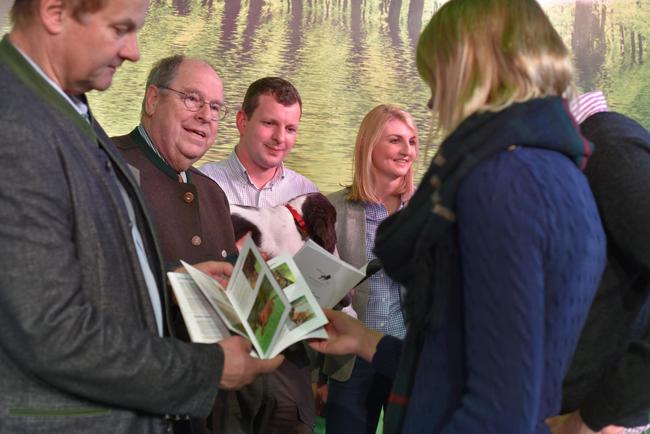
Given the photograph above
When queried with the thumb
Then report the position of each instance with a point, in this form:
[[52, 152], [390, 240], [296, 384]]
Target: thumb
[[269, 365]]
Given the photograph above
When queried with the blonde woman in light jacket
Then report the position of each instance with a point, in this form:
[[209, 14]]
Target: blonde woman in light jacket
[[385, 150]]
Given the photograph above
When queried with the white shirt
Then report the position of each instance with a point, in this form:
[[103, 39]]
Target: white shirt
[[234, 180]]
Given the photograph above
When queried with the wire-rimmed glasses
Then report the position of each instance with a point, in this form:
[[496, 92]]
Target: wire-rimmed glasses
[[193, 102]]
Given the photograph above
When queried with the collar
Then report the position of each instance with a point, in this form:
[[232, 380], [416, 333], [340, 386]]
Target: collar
[[300, 222], [588, 104], [237, 166], [143, 141], [26, 71], [79, 103]]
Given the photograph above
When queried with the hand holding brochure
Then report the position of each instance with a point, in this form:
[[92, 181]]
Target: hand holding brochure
[[272, 307]]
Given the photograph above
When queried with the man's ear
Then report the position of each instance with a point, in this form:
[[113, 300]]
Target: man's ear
[[151, 97], [241, 122], [53, 13]]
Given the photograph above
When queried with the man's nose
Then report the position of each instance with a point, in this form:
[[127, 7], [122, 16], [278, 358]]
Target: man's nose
[[205, 112], [278, 134]]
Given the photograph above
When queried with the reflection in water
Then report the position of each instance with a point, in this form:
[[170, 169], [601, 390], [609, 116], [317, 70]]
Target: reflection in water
[[347, 56]]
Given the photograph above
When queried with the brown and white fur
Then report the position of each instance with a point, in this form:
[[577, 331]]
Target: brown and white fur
[[275, 231]]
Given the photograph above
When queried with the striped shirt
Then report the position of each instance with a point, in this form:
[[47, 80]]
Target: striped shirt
[[233, 179], [384, 311], [588, 104]]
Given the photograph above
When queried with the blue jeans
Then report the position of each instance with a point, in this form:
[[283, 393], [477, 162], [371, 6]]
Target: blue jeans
[[354, 406]]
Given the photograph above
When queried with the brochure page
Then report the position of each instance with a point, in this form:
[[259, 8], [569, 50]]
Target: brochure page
[[203, 324], [305, 315], [329, 278]]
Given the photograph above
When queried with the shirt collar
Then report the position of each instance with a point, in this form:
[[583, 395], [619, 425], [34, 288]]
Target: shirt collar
[[181, 176], [237, 167], [588, 104], [79, 104]]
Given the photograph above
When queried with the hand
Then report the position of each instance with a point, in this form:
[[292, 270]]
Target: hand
[[320, 390], [572, 423], [221, 271], [347, 335], [239, 368]]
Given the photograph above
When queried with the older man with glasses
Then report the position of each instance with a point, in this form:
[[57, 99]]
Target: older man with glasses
[[181, 110]]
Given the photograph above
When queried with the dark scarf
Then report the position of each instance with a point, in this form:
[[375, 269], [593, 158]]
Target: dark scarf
[[418, 246]]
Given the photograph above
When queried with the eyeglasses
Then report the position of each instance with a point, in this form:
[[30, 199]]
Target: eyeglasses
[[193, 102]]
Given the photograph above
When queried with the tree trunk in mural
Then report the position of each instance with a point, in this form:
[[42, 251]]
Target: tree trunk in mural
[[588, 41]]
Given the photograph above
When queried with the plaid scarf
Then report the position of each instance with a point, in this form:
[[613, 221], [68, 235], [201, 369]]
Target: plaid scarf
[[418, 246]]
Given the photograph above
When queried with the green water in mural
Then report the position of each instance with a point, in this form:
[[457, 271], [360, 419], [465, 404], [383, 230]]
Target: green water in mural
[[346, 56]]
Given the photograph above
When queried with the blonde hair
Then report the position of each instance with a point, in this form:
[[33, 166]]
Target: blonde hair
[[369, 135], [484, 55]]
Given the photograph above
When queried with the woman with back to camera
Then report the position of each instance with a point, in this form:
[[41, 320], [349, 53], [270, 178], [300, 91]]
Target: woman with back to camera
[[501, 247], [384, 152]]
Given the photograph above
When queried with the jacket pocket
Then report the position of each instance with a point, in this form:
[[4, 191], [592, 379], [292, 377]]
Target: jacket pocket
[[58, 412]]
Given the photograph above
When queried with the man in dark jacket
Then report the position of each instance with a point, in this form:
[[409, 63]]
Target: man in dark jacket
[[608, 382], [85, 346]]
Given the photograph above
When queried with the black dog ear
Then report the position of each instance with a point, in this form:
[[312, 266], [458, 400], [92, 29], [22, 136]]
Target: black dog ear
[[320, 217], [243, 226]]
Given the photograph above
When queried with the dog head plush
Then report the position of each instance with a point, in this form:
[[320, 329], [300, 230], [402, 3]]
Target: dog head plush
[[285, 228]]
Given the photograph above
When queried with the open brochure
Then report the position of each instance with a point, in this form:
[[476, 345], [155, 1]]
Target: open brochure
[[272, 304], [328, 277]]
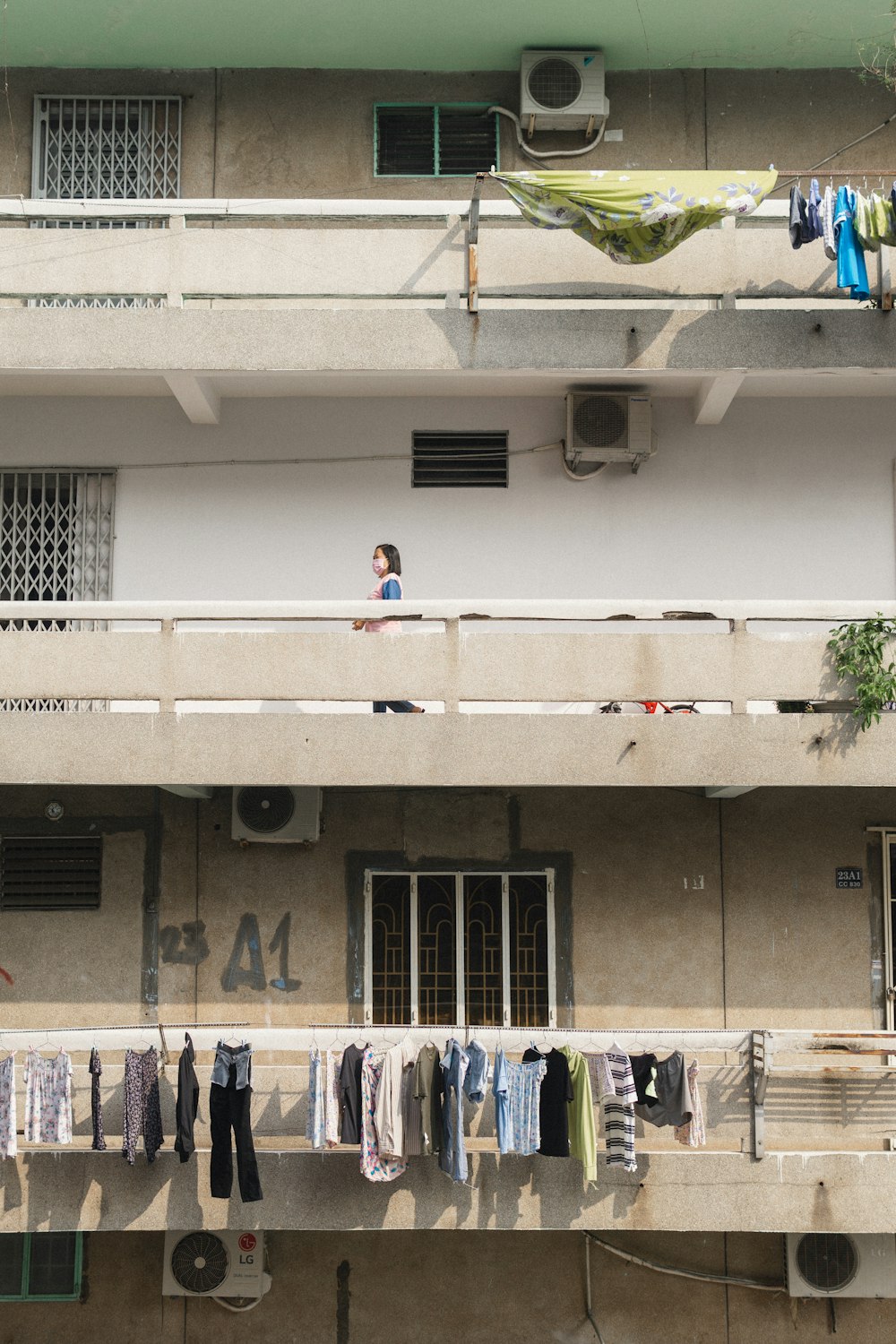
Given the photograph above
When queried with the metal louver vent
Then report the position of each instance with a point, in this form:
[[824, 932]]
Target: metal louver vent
[[461, 460], [265, 809], [201, 1262], [554, 83], [432, 142], [828, 1261], [50, 873]]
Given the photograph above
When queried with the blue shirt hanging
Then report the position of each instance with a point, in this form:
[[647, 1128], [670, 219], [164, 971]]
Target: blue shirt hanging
[[850, 258]]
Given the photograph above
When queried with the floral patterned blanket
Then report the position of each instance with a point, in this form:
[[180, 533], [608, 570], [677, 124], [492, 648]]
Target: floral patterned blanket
[[634, 217]]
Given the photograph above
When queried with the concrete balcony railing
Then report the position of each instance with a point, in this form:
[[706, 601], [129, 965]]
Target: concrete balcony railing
[[295, 253], [252, 693]]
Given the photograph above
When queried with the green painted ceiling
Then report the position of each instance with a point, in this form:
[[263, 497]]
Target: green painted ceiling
[[425, 35]]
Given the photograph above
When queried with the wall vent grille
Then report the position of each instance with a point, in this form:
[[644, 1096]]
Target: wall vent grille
[[50, 873], [435, 142], [460, 460]]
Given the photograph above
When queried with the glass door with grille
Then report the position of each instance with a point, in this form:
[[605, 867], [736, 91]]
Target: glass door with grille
[[56, 546]]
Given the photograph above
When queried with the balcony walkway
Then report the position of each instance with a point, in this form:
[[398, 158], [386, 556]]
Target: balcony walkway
[[250, 693]]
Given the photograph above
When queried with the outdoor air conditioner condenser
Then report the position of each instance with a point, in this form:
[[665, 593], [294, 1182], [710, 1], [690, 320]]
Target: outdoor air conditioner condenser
[[608, 427], [276, 814], [841, 1265], [214, 1265], [562, 90]]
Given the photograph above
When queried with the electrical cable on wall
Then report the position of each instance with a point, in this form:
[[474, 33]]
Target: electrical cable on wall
[[468, 456], [548, 153]]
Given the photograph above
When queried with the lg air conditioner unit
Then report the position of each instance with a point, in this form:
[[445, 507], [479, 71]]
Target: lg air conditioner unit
[[608, 427], [214, 1265], [562, 90], [841, 1265], [276, 814]]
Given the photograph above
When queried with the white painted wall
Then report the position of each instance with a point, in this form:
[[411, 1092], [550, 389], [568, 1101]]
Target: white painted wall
[[785, 499]]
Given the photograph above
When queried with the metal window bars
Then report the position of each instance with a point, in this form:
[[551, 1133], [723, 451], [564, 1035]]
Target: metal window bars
[[107, 148], [56, 545]]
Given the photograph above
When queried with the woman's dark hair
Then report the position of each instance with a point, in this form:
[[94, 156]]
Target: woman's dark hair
[[392, 556]]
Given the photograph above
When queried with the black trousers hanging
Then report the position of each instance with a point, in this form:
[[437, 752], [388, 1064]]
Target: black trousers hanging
[[228, 1109]]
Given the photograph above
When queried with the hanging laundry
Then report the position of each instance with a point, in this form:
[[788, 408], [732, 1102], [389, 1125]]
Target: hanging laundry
[[668, 1097], [452, 1155], [392, 1112], [600, 1075], [332, 1104], [642, 1072], [813, 211], [476, 1081], [581, 1115], [429, 1091], [692, 1133], [142, 1110], [874, 220], [634, 217], [556, 1090], [828, 223], [96, 1102], [230, 1109], [349, 1086], [618, 1115], [8, 1134], [850, 260], [517, 1097], [316, 1121], [374, 1166], [187, 1099], [799, 231], [47, 1098]]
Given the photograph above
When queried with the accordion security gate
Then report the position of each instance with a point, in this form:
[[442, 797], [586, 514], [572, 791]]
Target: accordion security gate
[[104, 150], [107, 148], [56, 545]]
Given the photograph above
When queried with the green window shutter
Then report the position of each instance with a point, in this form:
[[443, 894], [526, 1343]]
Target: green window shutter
[[406, 142]]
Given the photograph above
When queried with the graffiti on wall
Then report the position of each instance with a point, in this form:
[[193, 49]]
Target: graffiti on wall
[[185, 945]]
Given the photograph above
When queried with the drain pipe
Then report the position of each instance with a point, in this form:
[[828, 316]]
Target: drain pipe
[[587, 1288]]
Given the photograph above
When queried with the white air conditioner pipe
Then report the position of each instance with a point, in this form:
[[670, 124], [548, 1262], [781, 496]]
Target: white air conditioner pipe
[[549, 153]]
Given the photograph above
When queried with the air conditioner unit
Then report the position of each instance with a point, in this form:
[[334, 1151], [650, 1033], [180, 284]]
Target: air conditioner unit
[[276, 814], [214, 1265], [608, 427], [562, 90], [841, 1265]]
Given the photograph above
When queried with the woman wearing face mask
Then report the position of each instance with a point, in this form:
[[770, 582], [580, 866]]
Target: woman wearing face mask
[[387, 566]]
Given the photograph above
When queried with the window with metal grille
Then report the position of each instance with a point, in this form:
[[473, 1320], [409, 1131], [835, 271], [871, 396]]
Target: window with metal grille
[[460, 459], [460, 948], [40, 1266], [50, 873], [56, 546], [105, 148], [435, 142]]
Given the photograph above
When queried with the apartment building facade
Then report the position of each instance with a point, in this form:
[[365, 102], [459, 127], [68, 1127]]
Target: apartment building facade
[[249, 331]]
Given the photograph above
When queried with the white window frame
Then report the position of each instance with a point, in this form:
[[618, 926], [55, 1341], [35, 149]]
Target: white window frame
[[548, 874]]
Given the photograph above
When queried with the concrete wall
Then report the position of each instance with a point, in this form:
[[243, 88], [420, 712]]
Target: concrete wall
[[732, 496], [397, 1288], [311, 132], [684, 911]]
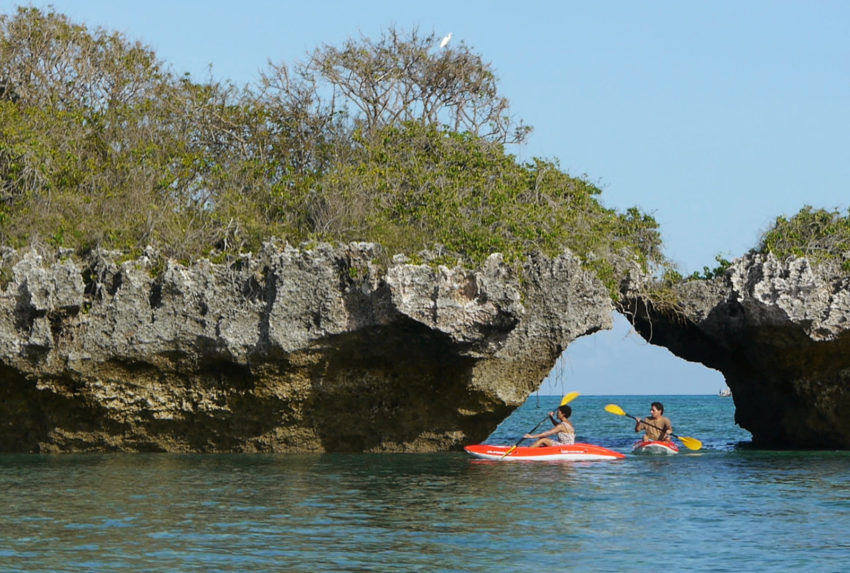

Problem to solve: Retype only the lines above between the line with "Target: man's nose" and the line with "When queried with the brown and white fur", counting those two lines as well, and keep every character as it is.

Task output:
Target: man's nose
[[205, 112], [278, 134]]
Given the photograph above
When queried with the reflection in water
Then report the position of each instance with a point, in this form:
[[170, 169], [601, 390], [609, 116], [317, 70]]
Target: reflection in water
[[347, 56]]
Given the photograph above
When queried with the brown and white fur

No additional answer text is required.